Copy the entries below word for word, leaving out the picture.

= = = =

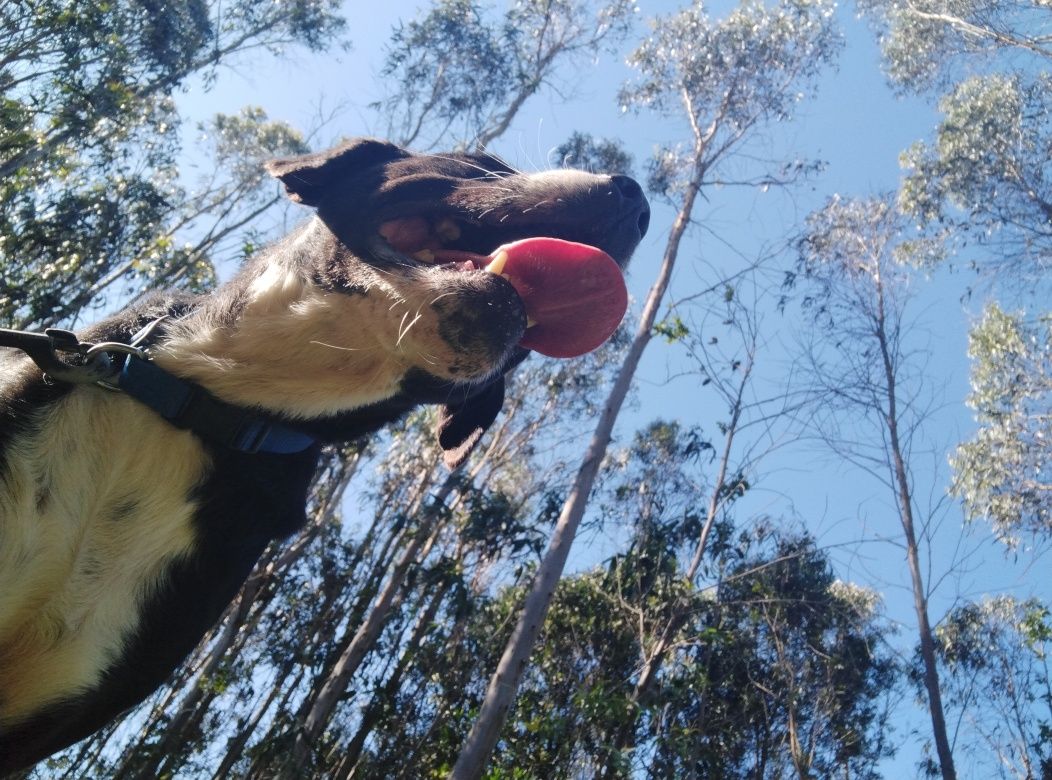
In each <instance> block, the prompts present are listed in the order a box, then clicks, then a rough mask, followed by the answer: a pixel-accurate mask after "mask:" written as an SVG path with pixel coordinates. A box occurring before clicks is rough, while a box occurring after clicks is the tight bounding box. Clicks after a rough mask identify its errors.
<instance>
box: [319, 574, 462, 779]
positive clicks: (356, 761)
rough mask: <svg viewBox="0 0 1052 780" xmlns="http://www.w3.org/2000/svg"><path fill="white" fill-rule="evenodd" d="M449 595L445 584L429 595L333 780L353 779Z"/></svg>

= = = =

* **TASK SOLUTION**
In each <instance> block, the prompts present are listed in the order a box, then clicks, then a rough mask, followed by the answer: a pixel-accurate mask after "mask:" written as an SVG path with pixel coordinates. A box occurring before clicks is rough, while a box occurring after clicks is the tight bounding box. Clicks after a rough mask identify its errors.
<instance>
box: [319, 574, 462, 779]
positive clicks: (356, 761)
rough mask: <svg viewBox="0 0 1052 780" xmlns="http://www.w3.org/2000/svg"><path fill="white" fill-rule="evenodd" d="M449 595L445 584L429 595L333 780L353 779Z"/></svg>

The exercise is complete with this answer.